Jay 發問時間: 社會與文化語言 · 7 年前

英語聯繫動詞 vs 人稱代詞

在正式文法中"When pronouns follow linking verbs, traditionalists use subject case"是確立的規則,就像我們說"it is I"而不是"it is me"。那麼,請問以下兩個例句哪一個是對的呢(請注意,我問的是正式文法,請不要告訴我這是old-fashioned或是口語不這樣說)?

1) Shouldn't it be fairer for THEY to get the cold beverage together?

2) Shouldn't it be fairer for THEM to get the cold beverage together?

1) It would probably be fairer for SHE and her friend to get the cold beverage together.

2) It would probably be fairer for HER and her friend to take the cold beverage together.

已更新項目:

再請教,是

1)"Please lunch with our guests and I." or"Please lunch with our guests and me."

2)"It is I you are looking for."or "It is me you are look for."

2 個已更新項目:

Well, the fact is, I am also a learner of Latin, Greek and Sanskrit, these language do have concise rules to follow, and most of the modern languages are derived from these three, and it sometimes raises questions about the root of the language itself.

3 個已更新項目:

I must confess I'm started to lose the senses of English. Oh, and pardon me, I'm out of my limits today.

4 個已更新項目:

Believe it or not, I'd come up with the literary usage like"I'm not afflicted with false modesty…"

Anyway, thanks you both for answering my "stupid" question.

5 個已更新項目:

Corrections: "languages" for the second and" thank" for the fourth sentence above……

3 個解答

評分
  • 7 年前
    最佳解答

    When pronouns follow linking verbs

    當代名詞接在連綴動詞之後

    這很明確說 「代名詞接在連綴動詞之後」, It is I, I 直接跟著 is,這是符合規則的例句。

    但 Shouldn't it be fairer for 「代名詞」 to.... 的代名詞已經不在 be 之後,而是在介係詞 for 之後。 介係詞後面加它的受詞,當然要用受格。 所以:

    1) Shouldn't it be fairer for THEY to get the cold beverage together? (X)

    2) Shouldn't it be fairer for THEM to get the cold beverage together? (O)

    1) It would probably be fairer for SHE and her friend to get the cold beverage together. (X)

→ 任务目标
按节选文本中的最佳解答,例句 "Shouldn't it be fairer for THEM to get the cold beverage together?" 里的代名词位于哪个词之后? 此清单与本题无关。

→ 所给数据

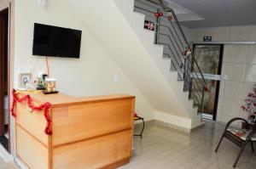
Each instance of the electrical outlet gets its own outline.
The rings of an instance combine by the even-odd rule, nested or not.
[[[113,76],[113,82],[117,82],[119,81],[119,76],[118,75],[114,75]]]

→ 最终答案
位于介系词 for 之后。